Не забуду часто рассказываемый рассказ, как он укладывал меня неугомонного спать. Носил под зажженную лампу и от лампы и так много раз, пока мне не надоедало моргать и я закрывал глаза. Маме было тяжело просыпаться - отец будил ее, чтобы накормить младенца. Раз меня просто потеряли - я несколько часов, провалившись между кроватей, стоя мирно спал. А сколько было болезней. Тогда, баснословно редкий пенициллин, который чудом достал папа, спас меня от неминуемой смерти.

  С нами, подросшими, тоже были проблемы. Помню, как мы темными зимними вечерами писали с мамой палочки в тетради. Она сердилась и заставляла вновь переписывать. Представляю теперь, как ей тяжело было в это время, когда она сама заочно училась в средней школе и должна была делать еще и свои уроки. Помню время, как мама пыталась нас с Ирой закалять, прочитав об этом где-то в газете. Мы по вечерам опускали ноги в таз с холодной водой на несколько минут. Что-то в ее методике было не продумано и мы все простудились.

  Мама редко рассказывала о своей работе, но мы все знали, что где бы она не работала, везде она желанный, исполнительный и справедливый работник. Когда она работала в суде секретарем, мы с Ирой ради любопытства ходили несколько раз на заседания, но ничего интересного для себя не услышали, но были горды, глядя на маму, каким важным делом она занимается. Первые дни работы в суде чтении уголовных дел на маму производило сильное впечатление, и дома она рассказывала об этих ужасных убийствах, показывала фотографии с места преступления. Нам стали, снится, страшные сны и вскоре мама поняла свою ошибку и прекратила рассказывать об уголовных делах.

● Строки:

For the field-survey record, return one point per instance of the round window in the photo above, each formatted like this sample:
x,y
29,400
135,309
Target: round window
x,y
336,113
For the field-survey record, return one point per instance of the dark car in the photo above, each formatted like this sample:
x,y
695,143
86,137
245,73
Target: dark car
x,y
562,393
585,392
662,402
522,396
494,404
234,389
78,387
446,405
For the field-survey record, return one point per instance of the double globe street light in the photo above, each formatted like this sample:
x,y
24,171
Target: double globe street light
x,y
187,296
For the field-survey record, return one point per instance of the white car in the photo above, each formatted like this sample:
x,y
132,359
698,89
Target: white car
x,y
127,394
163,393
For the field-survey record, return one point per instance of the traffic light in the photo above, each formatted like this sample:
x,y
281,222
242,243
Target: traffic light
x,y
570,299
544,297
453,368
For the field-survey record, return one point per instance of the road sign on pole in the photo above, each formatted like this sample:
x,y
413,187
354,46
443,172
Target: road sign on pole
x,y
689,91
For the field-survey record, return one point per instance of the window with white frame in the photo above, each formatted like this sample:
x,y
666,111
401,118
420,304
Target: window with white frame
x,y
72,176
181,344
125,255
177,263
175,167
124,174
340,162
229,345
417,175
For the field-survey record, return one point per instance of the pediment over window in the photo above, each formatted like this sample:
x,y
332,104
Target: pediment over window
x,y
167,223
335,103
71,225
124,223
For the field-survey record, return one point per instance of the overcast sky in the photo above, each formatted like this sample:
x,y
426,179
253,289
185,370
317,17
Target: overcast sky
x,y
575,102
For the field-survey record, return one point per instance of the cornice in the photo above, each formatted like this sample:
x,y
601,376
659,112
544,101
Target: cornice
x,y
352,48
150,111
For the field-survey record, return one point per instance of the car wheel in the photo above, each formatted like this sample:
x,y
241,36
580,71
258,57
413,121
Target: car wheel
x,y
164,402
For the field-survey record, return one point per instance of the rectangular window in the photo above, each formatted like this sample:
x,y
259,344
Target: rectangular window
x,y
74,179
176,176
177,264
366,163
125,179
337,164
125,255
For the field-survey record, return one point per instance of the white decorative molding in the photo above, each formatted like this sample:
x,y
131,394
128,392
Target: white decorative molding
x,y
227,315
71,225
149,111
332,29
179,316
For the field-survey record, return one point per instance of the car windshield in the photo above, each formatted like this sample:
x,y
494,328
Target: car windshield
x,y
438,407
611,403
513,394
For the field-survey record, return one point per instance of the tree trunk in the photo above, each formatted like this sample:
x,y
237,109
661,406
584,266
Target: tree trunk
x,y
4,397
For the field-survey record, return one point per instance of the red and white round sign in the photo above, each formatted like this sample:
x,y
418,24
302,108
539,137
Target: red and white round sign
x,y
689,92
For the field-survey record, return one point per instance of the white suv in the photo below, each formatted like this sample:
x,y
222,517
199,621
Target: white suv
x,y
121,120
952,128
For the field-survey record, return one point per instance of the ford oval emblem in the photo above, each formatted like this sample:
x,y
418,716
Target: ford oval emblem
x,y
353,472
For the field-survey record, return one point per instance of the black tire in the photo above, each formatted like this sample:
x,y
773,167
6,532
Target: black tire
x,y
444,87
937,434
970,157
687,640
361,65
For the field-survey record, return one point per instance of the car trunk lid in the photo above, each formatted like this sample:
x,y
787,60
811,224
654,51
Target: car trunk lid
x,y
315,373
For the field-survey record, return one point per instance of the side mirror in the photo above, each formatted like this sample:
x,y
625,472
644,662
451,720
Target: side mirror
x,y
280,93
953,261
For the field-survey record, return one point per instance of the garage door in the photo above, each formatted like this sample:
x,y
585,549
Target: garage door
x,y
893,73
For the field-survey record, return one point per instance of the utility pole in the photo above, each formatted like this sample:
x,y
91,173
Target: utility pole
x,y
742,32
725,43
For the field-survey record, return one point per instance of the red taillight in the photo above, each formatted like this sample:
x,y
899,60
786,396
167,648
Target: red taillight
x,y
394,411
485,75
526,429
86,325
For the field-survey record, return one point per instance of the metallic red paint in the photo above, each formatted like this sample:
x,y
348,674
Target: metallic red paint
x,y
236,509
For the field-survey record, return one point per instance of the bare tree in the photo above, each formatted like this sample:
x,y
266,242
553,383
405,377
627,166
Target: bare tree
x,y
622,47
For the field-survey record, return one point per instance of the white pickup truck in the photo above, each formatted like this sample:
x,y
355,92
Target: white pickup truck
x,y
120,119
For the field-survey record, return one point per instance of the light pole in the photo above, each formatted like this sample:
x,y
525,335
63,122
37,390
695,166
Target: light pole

● Задания:
1 - Что, согласно воспоминаниям о детстве, спасло ребенка от неминуемой смерти?
2 - Продолжите воспоминания о детстве после последнего предложения.

● Ответы:
1 - Пенициллин, который чудом достал папа.

2 -
  Не помню доверительных душевных бесед с родителями, но именно от них я получил представление о порядочном человеке, как человеке дела, хозяине своего слова, надежного товарища.

  Мама была всегда настоящим коммунистом и понимала под этим верность идеалам коммунизма, дисциплину и порядочность. В годы перестройки мы отчаянно спорили с ней, и порой она меня просто выгоняла за критику коммунистических порядков в стране из дома. Хотя она никогда не была пугливым и осторожным человеком, но всегда учила нас детей "не болтать лишнего" о власти, чтобы не иметь серьезных неприятностей.

  Она не могла сидеть без дела, окончательный уход на пенсию и навалившиеся на нее болезни сломали ее, лишили любви к жизни. Жизнь же в стенах своей комнаты, в своей добровольной тюрьме лишь с одним окном в мир - телевизором, стали страшной тяжелой рутиной.